**Text passage**:
━━━━━━━━━━━━━━━━━━━━
Focusing on men's health issues not just in November, but all year long

BANGOR, Maine (WABI) - We're coming off the heels of "Movember", a month-long effort in November dedicated to men's health.

But local health experts say men should actually pay attention to their health all year long.

The Prostate Cancer Foundation says prostate cancer is the most common non-skin cancer in America. In the United States, one out of every nine men will be diagnosed in his lifetime.

Unfortunately, there usually aren't any early warning signs for prostate cancer. The growing tumor does not push against anything to cause pain, so for many years the disease may be silent. That's why screening for prostate cancer is such an important topic for all men and their families.

Some of the symptoms can be significant problems with urination and blood or urine in the semen, but symptoms are not common.

A PSA screening can help detect the cancer. During a PSA test, a small amount of blood is drawn from the arm, and the level of PSA, a protein produced by the prostate, is measured. Normal PSA ranges can vary according to factors unique to each man, so the PSA test is just a part of the process of screening for prostate cancer.
━━━━━━━━━━━━━━━━━━━━
**Work instructions**:
**A)** Quote the men's health article, starting with the words "But local health" and ending after the words "and their families.".
**B)** Please answer these questions from the men's health article, one answer per line:
(i) How many men in the United States will be diagnosed with prostate cancer in their lifetime?
(ii) During a PSA test, where is the blood drawn from?
(iii) Which organization says prostate cancer is the most common non-skin cancer in America?
**C)** Proceed with the men's health article, picking up right after its last sentence.

**Region pointing data**:
━━━━━━━━━━━━━━━━━━━━
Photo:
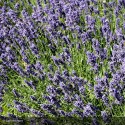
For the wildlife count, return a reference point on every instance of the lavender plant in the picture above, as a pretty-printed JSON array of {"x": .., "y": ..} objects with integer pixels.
[{"x": 62, "y": 59}]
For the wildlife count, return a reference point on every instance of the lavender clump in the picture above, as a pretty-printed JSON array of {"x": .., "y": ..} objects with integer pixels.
[{"x": 70, "y": 52}]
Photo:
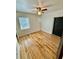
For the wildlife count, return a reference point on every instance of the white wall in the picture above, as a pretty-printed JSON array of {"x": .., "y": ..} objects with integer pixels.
[
  {"x": 34, "y": 23},
  {"x": 47, "y": 20}
]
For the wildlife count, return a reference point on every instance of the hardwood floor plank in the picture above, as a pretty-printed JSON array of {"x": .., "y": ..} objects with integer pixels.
[{"x": 39, "y": 45}]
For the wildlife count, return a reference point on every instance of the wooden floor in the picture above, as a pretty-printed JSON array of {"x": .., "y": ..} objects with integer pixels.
[{"x": 39, "y": 45}]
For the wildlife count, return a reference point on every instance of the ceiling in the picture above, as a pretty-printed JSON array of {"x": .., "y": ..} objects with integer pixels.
[{"x": 27, "y": 5}]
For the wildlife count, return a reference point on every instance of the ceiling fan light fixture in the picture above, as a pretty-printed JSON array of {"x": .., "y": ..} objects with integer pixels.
[{"x": 39, "y": 13}]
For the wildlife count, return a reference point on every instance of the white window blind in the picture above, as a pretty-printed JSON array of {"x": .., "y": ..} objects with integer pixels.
[{"x": 24, "y": 23}]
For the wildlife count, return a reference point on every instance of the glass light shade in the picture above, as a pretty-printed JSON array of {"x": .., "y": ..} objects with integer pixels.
[{"x": 39, "y": 13}]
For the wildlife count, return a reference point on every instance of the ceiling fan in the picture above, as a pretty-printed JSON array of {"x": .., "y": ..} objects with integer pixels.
[{"x": 40, "y": 7}]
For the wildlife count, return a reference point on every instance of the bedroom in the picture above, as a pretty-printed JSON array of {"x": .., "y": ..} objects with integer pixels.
[{"x": 39, "y": 29}]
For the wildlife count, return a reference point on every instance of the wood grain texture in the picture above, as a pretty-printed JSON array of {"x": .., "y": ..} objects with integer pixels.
[{"x": 39, "y": 45}]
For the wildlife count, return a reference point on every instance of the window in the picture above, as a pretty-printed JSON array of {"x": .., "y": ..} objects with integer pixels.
[{"x": 24, "y": 23}]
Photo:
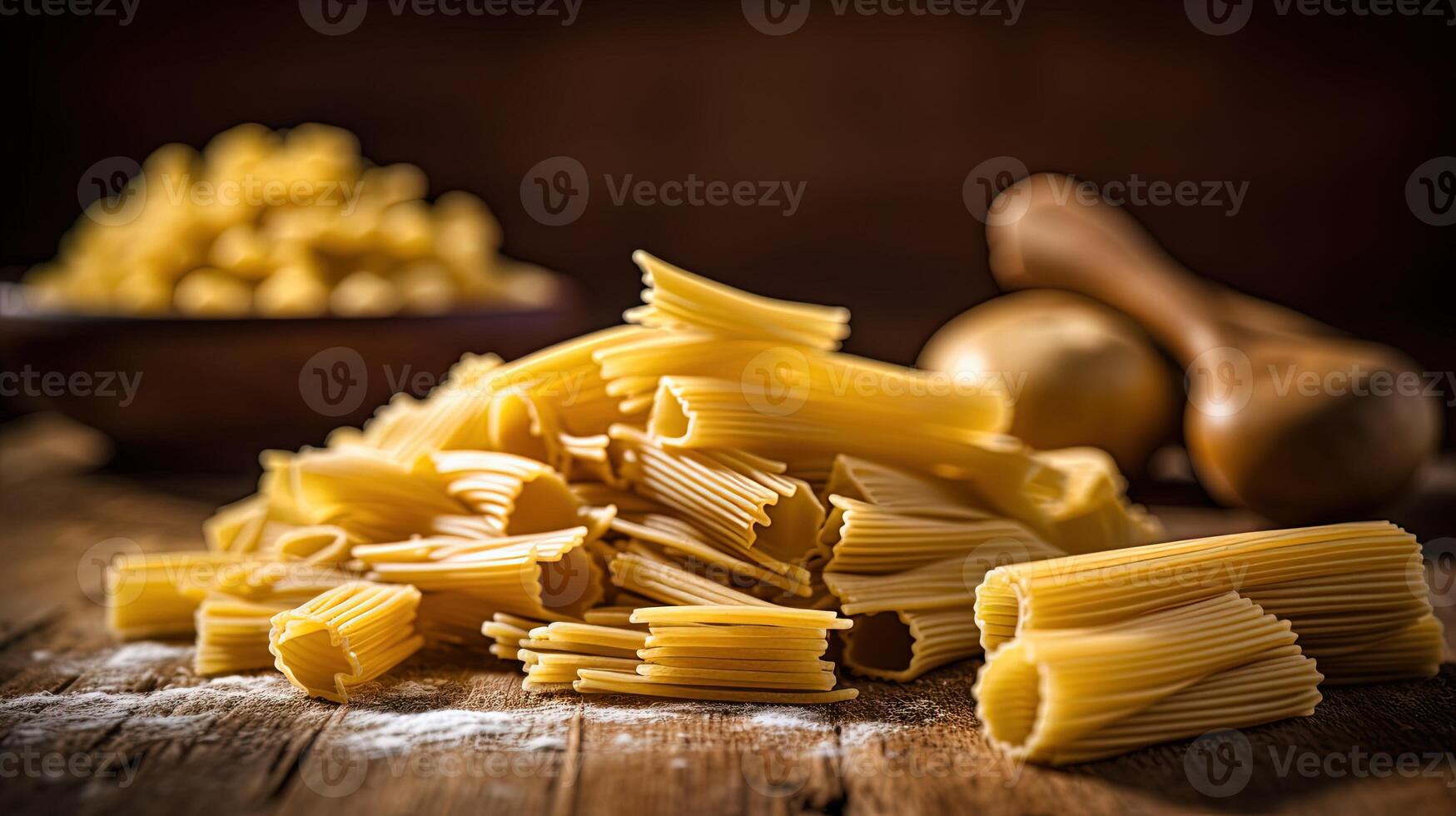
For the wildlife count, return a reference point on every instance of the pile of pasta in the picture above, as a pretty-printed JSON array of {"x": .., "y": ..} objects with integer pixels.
[
  {"x": 281, "y": 223},
  {"x": 1096, "y": 654},
  {"x": 689, "y": 505}
]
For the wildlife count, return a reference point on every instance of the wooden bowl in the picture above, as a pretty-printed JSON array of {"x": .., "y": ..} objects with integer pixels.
[{"x": 211, "y": 394}]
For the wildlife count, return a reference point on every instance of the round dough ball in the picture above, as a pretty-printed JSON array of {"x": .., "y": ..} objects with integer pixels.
[{"x": 1081, "y": 373}]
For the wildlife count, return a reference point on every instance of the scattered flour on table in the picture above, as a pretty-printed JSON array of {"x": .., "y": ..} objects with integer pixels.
[
  {"x": 48, "y": 717},
  {"x": 146, "y": 654}
]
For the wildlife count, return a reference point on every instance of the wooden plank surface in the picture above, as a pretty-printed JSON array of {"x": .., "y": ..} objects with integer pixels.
[{"x": 91, "y": 726}]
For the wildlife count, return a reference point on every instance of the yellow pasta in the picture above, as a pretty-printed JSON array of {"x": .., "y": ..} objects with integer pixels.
[
  {"x": 597, "y": 681},
  {"x": 1341, "y": 586},
  {"x": 634, "y": 369},
  {"x": 231, "y": 631},
  {"x": 544, "y": 576},
  {"x": 667, "y": 583},
  {"x": 281, "y": 223},
  {"x": 1079, "y": 694},
  {"x": 157, "y": 595},
  {"x": 870, "y": 540},
  {"x": 678, "y": 299},
  {"x": 748, "y": 615},
  {"x": 688, "y": 542},
  {"x": 917, "y": 619},
  {"x": 746, "y": 653},
  {"x": 345, "y": 637}
]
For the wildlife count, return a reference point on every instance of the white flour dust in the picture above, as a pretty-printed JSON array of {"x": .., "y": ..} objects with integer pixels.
[{"x": 394, "y": 717}]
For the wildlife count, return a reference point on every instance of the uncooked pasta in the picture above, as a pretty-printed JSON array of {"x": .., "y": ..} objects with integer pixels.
[
  {"x": 345, "y": 637},
  {"x": 1071, "y": 695},
  {"x": 1341, "y": 586}
]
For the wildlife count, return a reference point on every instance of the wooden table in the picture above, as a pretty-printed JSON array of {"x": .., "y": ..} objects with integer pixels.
[{"x": 89, "y": 726}]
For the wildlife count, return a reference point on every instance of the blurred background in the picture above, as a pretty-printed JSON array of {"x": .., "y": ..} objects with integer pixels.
[{"x": 876, "y": 118}]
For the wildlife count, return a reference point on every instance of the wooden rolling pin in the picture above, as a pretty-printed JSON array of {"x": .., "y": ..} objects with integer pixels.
[{"x": 1285, "y": 415}]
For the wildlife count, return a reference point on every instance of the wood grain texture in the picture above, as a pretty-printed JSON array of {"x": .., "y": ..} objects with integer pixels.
[{"x": 89, "y": 726}]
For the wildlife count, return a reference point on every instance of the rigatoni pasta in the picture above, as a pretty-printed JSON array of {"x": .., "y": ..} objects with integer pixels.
[
  {"x": 1079, "y": 694},
  {"x": 728, "y": 653},
  {"x": 1341, "y": 588},
  {"x": 345, "y": 637}
]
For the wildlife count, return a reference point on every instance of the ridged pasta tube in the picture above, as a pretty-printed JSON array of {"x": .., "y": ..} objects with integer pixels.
[{"x": 345, "y": 637}]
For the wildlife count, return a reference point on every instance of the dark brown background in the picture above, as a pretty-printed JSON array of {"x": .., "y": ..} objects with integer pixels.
[{"x": 882, "y": 117}]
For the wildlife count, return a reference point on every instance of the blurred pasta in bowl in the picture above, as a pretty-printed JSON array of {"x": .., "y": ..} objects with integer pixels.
[
  {"x": 281, "y": 225},
  {"x": 258, "y": 291}
]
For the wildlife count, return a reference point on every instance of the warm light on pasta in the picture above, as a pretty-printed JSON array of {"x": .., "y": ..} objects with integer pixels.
[
  {"x": 290, "y": 223},
  {"x": 1343, "y": 588},
  {"x": 692, "y": 505},
  {"x": 1072, "y": 695}
]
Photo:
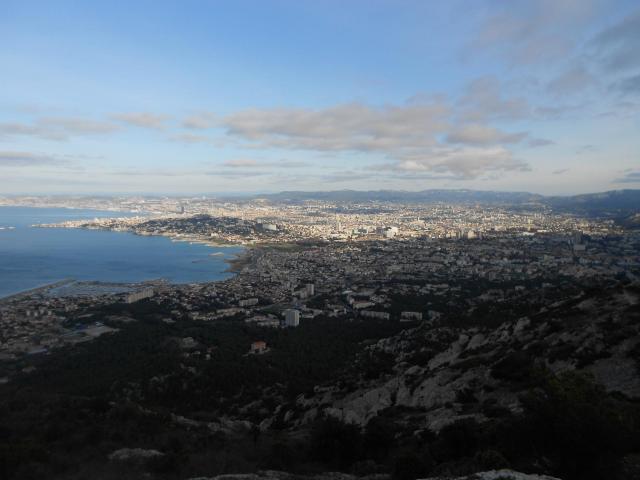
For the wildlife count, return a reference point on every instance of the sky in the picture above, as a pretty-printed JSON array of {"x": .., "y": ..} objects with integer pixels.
[{"x": 238, "y": 96}]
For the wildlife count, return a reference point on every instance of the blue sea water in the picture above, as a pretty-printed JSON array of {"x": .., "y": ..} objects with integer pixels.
[{"x": 31, "y": 257}]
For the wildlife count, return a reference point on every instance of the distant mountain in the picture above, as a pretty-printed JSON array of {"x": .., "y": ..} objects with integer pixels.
[
  {"x": 613, "y": 203},
  {"x": 424, "y": 196}
]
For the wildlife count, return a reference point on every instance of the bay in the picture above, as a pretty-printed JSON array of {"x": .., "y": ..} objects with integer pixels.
[{"x": 31, "y": 257}]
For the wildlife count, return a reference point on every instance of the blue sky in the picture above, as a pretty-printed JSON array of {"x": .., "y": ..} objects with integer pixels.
[{"x": 260, "y": 96}]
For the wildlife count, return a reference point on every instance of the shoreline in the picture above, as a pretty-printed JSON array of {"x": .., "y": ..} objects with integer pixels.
[{"x": 36, "y": 290}]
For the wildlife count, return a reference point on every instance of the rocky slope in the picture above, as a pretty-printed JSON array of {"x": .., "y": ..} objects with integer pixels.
[{"x": 441, "y": 373}]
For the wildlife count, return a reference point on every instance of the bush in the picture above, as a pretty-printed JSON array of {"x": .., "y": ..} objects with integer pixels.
[{"x": 336, "y": 443}]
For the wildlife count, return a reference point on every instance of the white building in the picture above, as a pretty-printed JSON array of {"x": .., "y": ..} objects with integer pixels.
[
  {"x": 291, "y": 318},
  {"x": 409, "y": 316},
  {"x": 137, "y": 296},
  {"x": 248, "y": 302}
]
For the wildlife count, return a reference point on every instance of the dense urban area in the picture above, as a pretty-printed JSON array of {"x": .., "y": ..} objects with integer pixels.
[{"x": 383, "y": 339}]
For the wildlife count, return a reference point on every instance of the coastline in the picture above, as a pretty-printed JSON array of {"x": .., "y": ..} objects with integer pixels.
[
  {"x": 220, "y": 262},
  {"x": 36, "y": 290}
]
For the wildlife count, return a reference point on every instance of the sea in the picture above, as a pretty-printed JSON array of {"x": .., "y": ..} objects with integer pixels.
[{"x": 31, "y": 257}]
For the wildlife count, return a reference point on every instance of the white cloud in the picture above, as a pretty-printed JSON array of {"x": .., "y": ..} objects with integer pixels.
[
  {"x": 26, "y": 159},
  {"x": 142, "y": 119},
  {"x": 475, "y": 134}
]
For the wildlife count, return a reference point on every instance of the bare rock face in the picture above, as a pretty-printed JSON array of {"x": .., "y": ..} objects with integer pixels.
[
  {"x": 134, "y": 455},
  {"x": 275, "y": 475},
  {"x": 498, "y": 475},
  {"x": 450, "y": 373}
]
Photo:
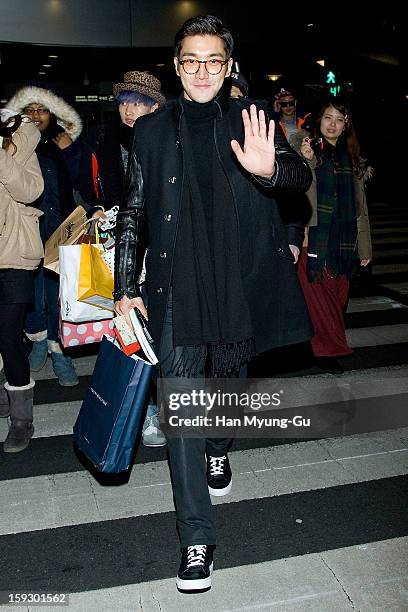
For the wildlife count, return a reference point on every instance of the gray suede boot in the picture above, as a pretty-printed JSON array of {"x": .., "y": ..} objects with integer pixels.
[
  {"x": 4, "y": 403},
  {"x": 21, "y": 417}
]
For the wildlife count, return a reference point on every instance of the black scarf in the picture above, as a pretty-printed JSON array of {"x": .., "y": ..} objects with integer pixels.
[{"x": 210, "y": 311}]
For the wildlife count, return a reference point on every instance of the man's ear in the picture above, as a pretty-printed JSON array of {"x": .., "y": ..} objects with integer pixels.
[{"x": 230, "y": 61}]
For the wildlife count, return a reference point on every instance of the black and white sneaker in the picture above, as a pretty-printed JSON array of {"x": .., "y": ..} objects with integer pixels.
[
  {"x": 194, "y": 575},
  {"x": 219, "y": 477}
]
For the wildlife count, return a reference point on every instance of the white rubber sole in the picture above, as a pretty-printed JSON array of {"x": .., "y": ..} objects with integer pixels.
[
  {"x": 220, "y": 492},
  {"x": 195, "y": 585}
]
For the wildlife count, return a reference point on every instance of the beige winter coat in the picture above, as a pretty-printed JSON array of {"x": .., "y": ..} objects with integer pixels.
[
  {"x": 363, "y": 223},
  {"x": 21, "y": 183}
]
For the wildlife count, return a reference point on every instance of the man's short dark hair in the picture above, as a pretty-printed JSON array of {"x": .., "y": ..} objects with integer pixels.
[{"x": 203, "y": 25}]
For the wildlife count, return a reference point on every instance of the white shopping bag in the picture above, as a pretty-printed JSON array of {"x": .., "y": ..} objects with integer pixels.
[
  {"x": 109, "y": 258},
  {"x": 71, "y": 308}
]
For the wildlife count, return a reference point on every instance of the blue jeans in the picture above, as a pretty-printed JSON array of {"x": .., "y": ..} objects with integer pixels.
[{"x": 45, "y": 312}]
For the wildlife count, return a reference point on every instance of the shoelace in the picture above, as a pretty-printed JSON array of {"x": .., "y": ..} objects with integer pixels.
[
  {"x": 196, "y": 555},
  {"x": 217, "y": 465}
]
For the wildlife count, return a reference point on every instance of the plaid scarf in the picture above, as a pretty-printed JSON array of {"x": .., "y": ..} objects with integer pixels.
[{"x": 332, "y": 242}]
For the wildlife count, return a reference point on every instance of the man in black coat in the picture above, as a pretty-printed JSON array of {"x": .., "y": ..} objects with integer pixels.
[{"x": 222, "y": 286}]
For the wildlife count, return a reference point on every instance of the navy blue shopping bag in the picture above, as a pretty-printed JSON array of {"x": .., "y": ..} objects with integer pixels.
[{"x": 109, "y": 418}]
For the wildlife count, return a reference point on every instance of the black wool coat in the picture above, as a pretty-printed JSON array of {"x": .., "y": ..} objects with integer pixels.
[{"x": 277, "y": 307}]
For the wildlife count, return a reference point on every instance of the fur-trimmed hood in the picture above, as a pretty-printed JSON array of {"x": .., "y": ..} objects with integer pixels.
[{"x": 67, "y": 117}]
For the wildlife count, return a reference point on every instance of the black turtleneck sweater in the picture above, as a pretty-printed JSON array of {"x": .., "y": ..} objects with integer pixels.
[{"x": 200, "y": 122}]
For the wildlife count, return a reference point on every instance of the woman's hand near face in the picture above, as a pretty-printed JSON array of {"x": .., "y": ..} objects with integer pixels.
[{"x": 306, "y": 150}]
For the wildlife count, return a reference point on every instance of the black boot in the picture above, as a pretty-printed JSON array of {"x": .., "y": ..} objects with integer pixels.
[
  {"x": 4, "y": 403},
  {"x": 21, "y": 417}
]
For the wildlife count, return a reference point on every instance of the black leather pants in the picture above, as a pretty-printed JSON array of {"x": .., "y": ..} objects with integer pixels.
[{"x": 194, "y": 518}]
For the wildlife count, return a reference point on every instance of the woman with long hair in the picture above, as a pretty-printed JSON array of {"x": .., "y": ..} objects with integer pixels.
[
  {"x": 21, "y": 250},
  {"x": 338, "y": 233}
]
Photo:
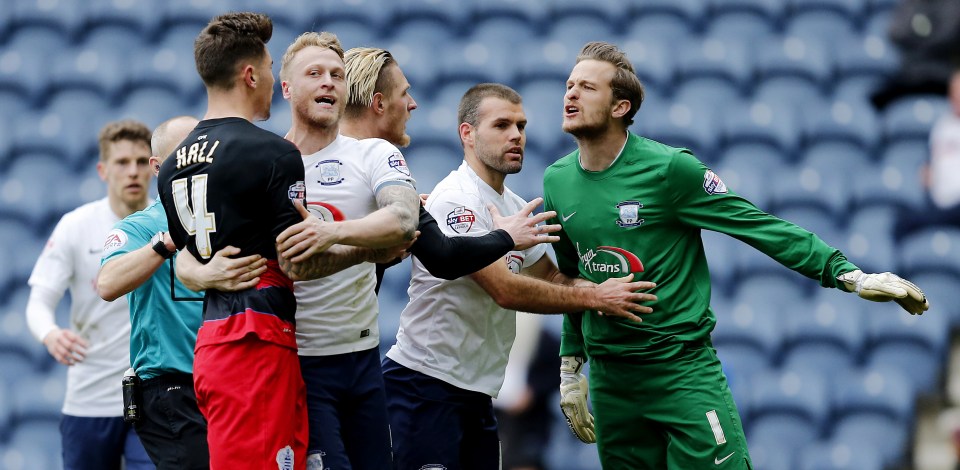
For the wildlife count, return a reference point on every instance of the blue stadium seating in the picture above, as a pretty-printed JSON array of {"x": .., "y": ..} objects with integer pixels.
[
  {"x": 827, "y": 455},
  {"x": 933, "y": 249},
  {"x": 912, "y": 117},
  {"x": 714, "y": 58},
  {"x": 889, "y": 436},
  {"x": 843, "y": 120},
  {"x": 794, "y": 56}
]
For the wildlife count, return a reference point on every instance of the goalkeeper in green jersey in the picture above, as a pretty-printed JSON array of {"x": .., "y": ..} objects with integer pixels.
[{"x": 631, "y": 205}]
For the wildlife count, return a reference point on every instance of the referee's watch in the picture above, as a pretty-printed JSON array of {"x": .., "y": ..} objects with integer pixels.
[{"x": 160, "y": 247}]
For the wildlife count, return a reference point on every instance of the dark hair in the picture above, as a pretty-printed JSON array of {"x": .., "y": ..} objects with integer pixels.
[
  {"x": 469, "y": 110},
  {"x": 226, "y": 41},
  {"x": 126, "y": 129},
  {"x": 625, "y": 84}
]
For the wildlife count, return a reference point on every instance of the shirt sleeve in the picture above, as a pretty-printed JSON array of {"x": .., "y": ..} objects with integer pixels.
[
  {"x": 452, "y": 257},
  {"x": 387, "y": 166},
  {"x": 571, "y": 333},
  {"x": 703, "y": 200},
  {"x": 285, "y": 185}
]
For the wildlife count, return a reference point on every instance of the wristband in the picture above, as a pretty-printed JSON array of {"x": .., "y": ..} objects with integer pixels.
[{"x": 160, "y": 247}]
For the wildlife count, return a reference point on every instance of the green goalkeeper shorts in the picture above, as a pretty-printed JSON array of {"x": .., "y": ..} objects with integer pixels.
[{"x": 677, "y": 414}]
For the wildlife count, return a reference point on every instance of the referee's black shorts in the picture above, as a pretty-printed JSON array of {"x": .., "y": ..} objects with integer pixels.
[{"x": 171, "y": 427}]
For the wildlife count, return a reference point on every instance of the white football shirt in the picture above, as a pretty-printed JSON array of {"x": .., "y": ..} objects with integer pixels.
[
  {"x": 71, "y": 260},
  {"x": 338, "y": 314},
  {"x": 945, "y": 161},
  {"x": 453, "y": 330}
]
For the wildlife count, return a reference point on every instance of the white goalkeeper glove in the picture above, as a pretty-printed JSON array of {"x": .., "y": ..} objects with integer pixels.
[
  {"x": 573, "y": 399},
  {"x": 884, "y": 287}
]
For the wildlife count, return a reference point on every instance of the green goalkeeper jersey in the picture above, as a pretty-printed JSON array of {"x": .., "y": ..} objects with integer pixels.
[{"x": 644, "y": 214}]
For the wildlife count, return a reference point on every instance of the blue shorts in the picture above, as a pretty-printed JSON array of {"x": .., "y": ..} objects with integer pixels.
[
  {"x": 437, "y": 425},
  {"x": 347, "y": 411},
  {"x": 100, "y": 444}
]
━━━━━━━━━━━━━━━━━━━━
**Answer list**:
**A)**
But local health experts say men should actually pay attention to their health all year long.

The Prostate Cancer Foundation says prostate cancer is the most common non-skin cancer in America. In the United States, one out of every nine men will be diagnosed in his lifetime.

Unfortunately, there usually aren't any early warning signs for prostate cancer. The growing tumor does not push against anything to cause pain, so for many years the disease may be silent. That's why screening for prostate cancer is such an important topic for all men and their families.

**B)**
(i) One out of every nine men.
(ii) The arm.
(iii) The Prostate Cancer Foundation.

**C)**
Doctors look at the overall PSA numbers, as well as the rate at which it rises over time and repeated tests. As the PSA number goes up, the chance that cancer is present increases. Depending on their age, men whose levels go above 3 or 4 are often recommended to undergo a biopsy. However, this PSA level does not mean that prostate cancer is definitely there and some cancer may be present even when PSA levels are lower.

Each time you see your doctor for a checkup, have a conversation about prostate health and prostate cancer screening. PSA levels can be influenced by many different factors. It's just one piece of the puzzle.

When it comes to focusing on men and their health needs, Northern Light Eastern Maine Medical Center has a new fellowship in men's health.

Dr. Allison Keith is working Dr. William Sturrock at Northern Light Urology for the fellowship, which provides an opportunity for a physician to gain expertise in male reproductive medicine and recognize the unique health conditions that affect men.